Alberta Affirms Ability of Regulators to Make Rules

Sobeys challenged the validity of the rules restricting the ability of pharmacies to offer inducements (i.e., loyalty points) to patients purchasing drugs. After Sobeys had an initial success in British Columbia, the B.C. Court of Appeal upheld the validity of the regulator’s rules. Sobeys persisted in Alberta and again had initial success in the lower courts. However, the Court of Appeal reversed that decision and upheld the authority of the regulator to make these rules: Alberta College of Pharmacists v Sobeys West Inc., 2017 ABCA 306.

Citing Green v Law Society of Manitoba, 2017 SCC 20, the Court of Appeal held that the standard of review for the validity of such rules was reasonableness, not correctness. The Court also said that applications for judicial review of the validity of a rule should generally be confined to the materials that were before the regulator when it made its decision.

The Court held that a rule by a regulator will rarely be seen to be outside of its authority to make. Only where the rule is “irrelevant”, “extraneous” or “completely unrelated” to the statutory purpose of the regulator would it be unauthorized. The Court also held that a rule will only be viewed as unreasonable if it is one that no reasonable regulator would make. This rule did not fall into that category.

*Work request 1*: In the piece on Alberta regulators, which standard of review did the Court of Appeal hold applies to the validity of such rules?
*Work request 2*: Transcribe the part of the regulator-rules article starting with "Alberta Affirms Ability" and going on through "2017 ABCA 306.".

*Records supplied*:
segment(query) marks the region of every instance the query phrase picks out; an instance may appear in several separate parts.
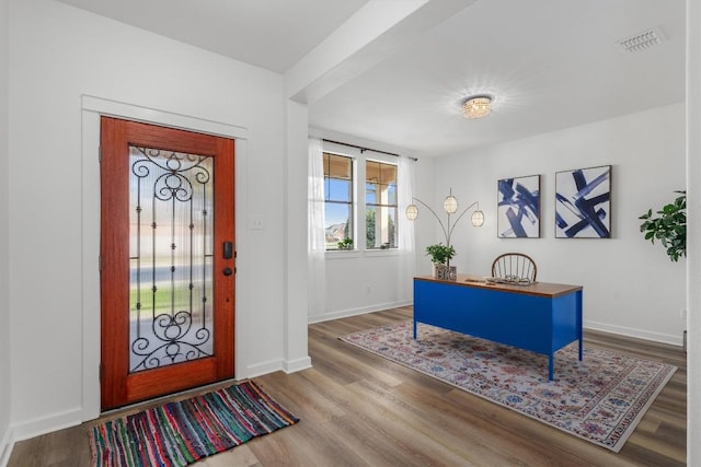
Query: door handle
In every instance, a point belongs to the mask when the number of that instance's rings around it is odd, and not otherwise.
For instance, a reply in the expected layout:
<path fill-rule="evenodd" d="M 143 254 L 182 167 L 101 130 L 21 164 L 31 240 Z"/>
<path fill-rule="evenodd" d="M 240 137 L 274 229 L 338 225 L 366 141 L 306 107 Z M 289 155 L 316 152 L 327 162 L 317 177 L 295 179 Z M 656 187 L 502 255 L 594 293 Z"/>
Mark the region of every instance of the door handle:
<path fill-rule="evenodd" d="M 223 243 L 223 259 L 231 259 L 233 257 L 233 242 Z"/>

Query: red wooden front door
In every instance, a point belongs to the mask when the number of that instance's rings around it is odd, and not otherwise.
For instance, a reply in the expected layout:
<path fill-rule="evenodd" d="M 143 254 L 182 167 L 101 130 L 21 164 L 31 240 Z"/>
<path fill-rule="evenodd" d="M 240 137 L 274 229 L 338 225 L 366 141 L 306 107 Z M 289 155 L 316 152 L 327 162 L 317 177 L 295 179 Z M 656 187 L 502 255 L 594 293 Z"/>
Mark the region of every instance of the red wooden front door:
<path fill-rule="evenodd" d="M 233 377 L 234 141 L 102 117 L 103 410 Z"/>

*Exercise solution 1*: Reasonableness, not correctness.

*Exercise solution 2*:
Alberta Affirms Ability of Regulators to Make Rules

Sobeys challenged the validity of the rules restricting the ability of pharmacies to offer inducements (i.e., loyalty points) to patients purchasing drugs. After Sobeys had an initial success in British Columbia, the B.C. Court of Appeal upheld the validity of the regulator’s rules. Sobeys persisted in Alberta and again had initial success in the lower courts. However, the Court of Appeal reversed that decision and upheld the authority of the regulator to make these rules: Alberta College of Pharmacists v Sobeys West Inc., 2017 ABCA 306.